Extract to read =>

------------------------------

Marvin Pierce Bush was born on October 22, 1956, in Midland, Texas, and was named after his maternal grandfather, Marvin Pierce. He attended Woodberry Forest School in Virginia, graduating in 1975. He went on to obtain a B.A. degree in English from the University of Virginia, where he became a member of the Delta Phi fraternity (St. Elmo Hall). He spent most summers and holidays at the Bush family estate.

===Career===
He worked as director of HCC Insurance Holdings. HCC, formerly Houston Casualty Company, is a publicly traded insurance company on the New York Stock Exchange. He appears in the 2008 award-winning documentary on Lee Atwater, Boogie Man: The Lee Atwater Story. He served on the board of directors for SECURACOM from 1993 to June 2000.

===Personal life===
He is married to Margaret Conway (born 1959). They have two adopted children: a daughter, Marshall Lloyd (born 1986), and a son, Charles Walker (born 1989).

------------------------------

Provided data =>

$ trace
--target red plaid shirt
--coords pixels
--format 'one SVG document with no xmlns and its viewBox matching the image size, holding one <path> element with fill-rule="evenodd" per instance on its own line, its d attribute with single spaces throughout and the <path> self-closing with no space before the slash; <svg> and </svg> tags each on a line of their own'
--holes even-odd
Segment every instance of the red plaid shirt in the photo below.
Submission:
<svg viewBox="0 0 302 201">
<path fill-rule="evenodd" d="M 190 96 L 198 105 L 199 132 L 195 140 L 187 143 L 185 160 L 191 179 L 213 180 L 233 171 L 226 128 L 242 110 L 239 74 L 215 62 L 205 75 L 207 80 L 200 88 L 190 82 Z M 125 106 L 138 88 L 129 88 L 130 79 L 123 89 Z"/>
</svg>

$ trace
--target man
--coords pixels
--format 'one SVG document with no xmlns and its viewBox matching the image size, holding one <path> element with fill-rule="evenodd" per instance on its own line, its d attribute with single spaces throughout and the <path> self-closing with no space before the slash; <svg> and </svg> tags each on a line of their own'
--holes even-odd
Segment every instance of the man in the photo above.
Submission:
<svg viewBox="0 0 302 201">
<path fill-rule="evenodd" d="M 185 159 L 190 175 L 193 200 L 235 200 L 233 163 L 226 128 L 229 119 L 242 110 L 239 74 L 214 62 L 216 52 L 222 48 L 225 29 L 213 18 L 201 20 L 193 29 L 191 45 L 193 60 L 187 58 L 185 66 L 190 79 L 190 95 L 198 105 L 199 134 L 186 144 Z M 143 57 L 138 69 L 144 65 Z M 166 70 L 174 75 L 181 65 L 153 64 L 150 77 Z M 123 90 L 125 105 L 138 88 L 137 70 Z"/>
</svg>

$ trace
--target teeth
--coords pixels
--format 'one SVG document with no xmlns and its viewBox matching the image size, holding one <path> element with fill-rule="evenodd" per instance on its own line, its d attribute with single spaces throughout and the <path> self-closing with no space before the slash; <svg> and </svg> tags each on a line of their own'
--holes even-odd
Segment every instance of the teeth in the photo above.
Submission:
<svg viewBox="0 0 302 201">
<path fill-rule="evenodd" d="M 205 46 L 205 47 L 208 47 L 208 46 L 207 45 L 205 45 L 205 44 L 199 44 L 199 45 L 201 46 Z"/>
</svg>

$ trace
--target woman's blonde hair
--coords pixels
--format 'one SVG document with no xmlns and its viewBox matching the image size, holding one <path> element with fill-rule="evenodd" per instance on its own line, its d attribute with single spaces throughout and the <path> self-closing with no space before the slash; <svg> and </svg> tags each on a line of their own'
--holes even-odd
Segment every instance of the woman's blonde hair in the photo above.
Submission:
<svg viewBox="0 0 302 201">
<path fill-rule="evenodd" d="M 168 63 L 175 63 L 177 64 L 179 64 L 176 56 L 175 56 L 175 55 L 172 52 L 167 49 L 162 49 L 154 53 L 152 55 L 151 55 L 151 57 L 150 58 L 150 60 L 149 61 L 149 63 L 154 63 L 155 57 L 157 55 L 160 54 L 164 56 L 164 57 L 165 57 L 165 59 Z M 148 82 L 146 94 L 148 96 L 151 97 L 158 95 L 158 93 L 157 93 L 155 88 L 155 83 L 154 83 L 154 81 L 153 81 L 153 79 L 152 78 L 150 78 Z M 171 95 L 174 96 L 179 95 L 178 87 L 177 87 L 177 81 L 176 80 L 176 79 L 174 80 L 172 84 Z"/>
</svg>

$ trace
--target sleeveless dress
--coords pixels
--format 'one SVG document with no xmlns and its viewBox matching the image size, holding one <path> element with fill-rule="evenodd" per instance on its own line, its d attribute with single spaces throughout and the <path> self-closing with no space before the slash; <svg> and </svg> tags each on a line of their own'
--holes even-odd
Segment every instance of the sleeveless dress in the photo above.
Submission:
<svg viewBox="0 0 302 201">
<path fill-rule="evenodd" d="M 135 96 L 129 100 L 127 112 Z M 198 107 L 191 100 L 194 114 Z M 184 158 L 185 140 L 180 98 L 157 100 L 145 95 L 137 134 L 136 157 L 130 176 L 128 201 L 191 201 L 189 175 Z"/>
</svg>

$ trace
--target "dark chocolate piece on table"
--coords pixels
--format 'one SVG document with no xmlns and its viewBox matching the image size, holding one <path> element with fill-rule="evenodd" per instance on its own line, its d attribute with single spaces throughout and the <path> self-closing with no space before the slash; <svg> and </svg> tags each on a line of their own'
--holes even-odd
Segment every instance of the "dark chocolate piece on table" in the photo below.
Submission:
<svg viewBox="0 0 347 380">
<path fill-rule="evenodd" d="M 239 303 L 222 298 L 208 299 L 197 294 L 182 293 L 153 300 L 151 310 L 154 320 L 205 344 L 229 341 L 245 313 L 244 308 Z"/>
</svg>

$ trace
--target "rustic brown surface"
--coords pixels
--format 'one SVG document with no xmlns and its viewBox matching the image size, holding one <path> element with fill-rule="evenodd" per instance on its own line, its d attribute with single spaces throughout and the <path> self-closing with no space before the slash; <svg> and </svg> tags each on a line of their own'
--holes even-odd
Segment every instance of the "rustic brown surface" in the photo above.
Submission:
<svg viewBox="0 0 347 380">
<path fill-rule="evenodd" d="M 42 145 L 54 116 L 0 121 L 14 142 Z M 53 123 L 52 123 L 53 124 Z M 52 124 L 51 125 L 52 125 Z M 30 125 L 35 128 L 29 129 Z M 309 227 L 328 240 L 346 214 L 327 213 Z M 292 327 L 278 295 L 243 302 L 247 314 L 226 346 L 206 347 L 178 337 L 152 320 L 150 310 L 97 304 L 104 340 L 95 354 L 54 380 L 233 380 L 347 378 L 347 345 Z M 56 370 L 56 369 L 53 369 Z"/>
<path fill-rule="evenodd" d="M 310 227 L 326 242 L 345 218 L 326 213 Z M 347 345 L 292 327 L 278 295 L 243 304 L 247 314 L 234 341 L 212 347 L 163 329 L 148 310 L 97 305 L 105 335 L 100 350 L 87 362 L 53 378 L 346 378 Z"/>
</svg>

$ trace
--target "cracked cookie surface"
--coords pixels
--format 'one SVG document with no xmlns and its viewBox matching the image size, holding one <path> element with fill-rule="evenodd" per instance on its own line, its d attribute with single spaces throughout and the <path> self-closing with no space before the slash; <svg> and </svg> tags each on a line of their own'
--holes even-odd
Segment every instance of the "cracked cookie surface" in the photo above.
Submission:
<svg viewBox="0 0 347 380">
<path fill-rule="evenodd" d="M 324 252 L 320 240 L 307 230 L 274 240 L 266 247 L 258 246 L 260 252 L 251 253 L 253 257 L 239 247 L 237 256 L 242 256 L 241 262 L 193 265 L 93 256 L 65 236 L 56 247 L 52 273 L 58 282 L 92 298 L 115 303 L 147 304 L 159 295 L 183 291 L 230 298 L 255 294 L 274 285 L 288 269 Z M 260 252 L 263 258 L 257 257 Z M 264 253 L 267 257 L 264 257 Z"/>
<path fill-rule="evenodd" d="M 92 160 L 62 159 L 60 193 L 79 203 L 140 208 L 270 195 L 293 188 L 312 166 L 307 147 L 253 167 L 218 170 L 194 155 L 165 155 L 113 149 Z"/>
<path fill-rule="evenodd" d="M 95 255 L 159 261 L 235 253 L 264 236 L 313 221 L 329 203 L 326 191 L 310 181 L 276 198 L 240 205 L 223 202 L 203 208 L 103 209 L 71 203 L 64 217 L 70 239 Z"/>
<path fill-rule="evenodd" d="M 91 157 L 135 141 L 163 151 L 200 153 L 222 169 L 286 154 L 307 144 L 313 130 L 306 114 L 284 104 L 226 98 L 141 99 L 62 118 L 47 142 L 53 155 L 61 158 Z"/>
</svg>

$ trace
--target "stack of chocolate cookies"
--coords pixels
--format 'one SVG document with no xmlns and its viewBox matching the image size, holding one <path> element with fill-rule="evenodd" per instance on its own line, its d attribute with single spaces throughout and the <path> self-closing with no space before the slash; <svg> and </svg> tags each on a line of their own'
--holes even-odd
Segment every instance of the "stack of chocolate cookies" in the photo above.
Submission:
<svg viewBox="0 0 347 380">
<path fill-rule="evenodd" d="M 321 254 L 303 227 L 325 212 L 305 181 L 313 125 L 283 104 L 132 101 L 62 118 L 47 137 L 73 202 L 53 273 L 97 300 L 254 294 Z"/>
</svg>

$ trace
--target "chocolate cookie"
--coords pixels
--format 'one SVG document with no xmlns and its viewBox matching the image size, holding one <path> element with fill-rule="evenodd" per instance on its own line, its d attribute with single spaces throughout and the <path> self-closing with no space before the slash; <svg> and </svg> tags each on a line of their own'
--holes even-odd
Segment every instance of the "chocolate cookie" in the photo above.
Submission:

------------------------------

Exercise brief => Continue the biographical text on Marvin Pierce Bush, starting right after its last sentence.

Reply to the exercise =>
==Politics==
In the 2016 presidential election, Bush endorsed Libertarian candidate Gary Johnson, over either Republican candidate Donald Trump or Democratic candidate Hillary Clinton. He stated that Johnson and running mate Bill Weld were both two-term governors, who are "fiscally conservative, and their essential message is 'get bureaucracy off our backs', which used to be a part of what the Republicans believed." He said that a list of controversies made Clinton untrustworthy, and cited Trump's negativity.

Bush previously endorsed his brother Jeb Bush, who lost the Republican primary. His announcement was consistent with his family's general opposition to Trump. In the Republican primaries, however, his brother, Neil Bush, joined the Ted Cruz election campaign on the finance team.